> [REQUIRED WORK]: Whenever the word "rough" occurs in a line of the material below, that line is counted. Report only the count.

> [MATERIAL FOR THIS TASK]:
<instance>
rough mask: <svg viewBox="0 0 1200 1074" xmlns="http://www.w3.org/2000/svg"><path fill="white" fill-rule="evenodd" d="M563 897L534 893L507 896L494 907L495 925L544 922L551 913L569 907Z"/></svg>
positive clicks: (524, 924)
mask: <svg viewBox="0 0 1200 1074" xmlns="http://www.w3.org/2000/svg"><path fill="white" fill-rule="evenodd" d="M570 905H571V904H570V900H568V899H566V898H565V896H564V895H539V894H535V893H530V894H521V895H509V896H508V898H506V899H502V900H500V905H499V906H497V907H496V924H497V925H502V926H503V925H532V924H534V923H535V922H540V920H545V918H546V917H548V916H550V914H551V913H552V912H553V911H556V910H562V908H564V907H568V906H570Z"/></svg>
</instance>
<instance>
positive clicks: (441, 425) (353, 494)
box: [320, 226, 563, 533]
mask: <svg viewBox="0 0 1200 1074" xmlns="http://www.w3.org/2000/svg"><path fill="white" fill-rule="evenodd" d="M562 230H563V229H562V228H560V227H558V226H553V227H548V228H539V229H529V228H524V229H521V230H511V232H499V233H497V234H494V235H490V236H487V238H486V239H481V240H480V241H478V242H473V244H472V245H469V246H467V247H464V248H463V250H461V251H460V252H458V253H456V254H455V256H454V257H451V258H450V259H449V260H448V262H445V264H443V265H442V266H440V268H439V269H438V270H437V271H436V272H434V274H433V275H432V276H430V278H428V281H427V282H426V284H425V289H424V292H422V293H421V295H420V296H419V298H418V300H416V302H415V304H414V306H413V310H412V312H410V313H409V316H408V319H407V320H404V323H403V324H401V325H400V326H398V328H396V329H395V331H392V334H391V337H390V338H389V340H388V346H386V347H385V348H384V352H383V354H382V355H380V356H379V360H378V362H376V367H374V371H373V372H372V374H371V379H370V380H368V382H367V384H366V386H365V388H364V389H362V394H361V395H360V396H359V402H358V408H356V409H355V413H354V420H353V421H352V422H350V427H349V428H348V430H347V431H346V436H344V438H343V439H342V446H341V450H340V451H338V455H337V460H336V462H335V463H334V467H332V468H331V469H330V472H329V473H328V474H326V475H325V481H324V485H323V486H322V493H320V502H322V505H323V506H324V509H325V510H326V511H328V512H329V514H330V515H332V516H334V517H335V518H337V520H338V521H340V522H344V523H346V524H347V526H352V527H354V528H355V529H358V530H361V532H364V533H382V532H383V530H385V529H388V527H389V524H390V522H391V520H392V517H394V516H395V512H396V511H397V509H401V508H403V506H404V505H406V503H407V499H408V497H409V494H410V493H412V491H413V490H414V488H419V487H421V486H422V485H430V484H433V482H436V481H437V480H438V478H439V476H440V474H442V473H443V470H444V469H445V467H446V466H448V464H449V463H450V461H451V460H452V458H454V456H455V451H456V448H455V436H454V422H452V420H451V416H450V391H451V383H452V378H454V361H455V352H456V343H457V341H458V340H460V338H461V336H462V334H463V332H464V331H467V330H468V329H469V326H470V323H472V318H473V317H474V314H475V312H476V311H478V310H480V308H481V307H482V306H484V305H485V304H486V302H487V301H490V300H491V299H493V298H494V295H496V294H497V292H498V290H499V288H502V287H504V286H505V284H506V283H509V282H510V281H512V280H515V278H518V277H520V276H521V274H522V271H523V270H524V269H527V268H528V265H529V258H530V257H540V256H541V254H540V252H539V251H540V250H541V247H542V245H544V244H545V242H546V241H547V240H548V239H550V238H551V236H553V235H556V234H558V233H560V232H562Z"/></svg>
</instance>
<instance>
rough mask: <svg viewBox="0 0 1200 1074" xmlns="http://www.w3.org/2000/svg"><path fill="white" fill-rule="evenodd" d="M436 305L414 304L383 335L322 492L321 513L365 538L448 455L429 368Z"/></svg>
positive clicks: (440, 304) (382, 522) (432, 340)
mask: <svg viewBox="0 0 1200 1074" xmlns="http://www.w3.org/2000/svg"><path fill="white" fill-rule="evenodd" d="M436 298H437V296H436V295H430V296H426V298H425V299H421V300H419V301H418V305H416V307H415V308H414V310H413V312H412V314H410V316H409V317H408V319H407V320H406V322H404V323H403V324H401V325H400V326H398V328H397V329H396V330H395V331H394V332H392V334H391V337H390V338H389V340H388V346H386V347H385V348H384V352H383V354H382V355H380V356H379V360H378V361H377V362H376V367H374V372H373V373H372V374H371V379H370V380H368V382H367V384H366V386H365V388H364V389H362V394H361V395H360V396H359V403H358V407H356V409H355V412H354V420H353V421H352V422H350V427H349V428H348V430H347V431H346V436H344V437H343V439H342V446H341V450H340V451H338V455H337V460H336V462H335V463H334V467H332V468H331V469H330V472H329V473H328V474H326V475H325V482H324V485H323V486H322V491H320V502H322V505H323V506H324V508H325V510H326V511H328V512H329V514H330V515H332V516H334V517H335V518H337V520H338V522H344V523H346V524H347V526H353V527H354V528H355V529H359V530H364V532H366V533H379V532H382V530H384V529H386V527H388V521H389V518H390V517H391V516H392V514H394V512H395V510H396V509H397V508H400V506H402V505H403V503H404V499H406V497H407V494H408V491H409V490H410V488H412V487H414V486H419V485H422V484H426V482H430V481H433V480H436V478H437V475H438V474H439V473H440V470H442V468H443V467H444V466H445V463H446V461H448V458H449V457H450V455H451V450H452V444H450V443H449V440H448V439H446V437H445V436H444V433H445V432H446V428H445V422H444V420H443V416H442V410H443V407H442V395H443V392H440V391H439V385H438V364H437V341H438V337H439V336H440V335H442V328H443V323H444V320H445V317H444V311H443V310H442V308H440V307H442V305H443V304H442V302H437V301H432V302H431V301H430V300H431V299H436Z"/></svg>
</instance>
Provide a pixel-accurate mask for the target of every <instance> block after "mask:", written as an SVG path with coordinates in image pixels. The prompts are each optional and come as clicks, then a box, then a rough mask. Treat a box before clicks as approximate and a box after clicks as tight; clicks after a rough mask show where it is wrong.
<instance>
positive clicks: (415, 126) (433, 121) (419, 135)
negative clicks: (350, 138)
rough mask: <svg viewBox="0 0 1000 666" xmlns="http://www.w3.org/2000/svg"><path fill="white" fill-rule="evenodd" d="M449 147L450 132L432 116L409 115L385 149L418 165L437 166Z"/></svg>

> [ANSWER TO THE PROBLEM]: 4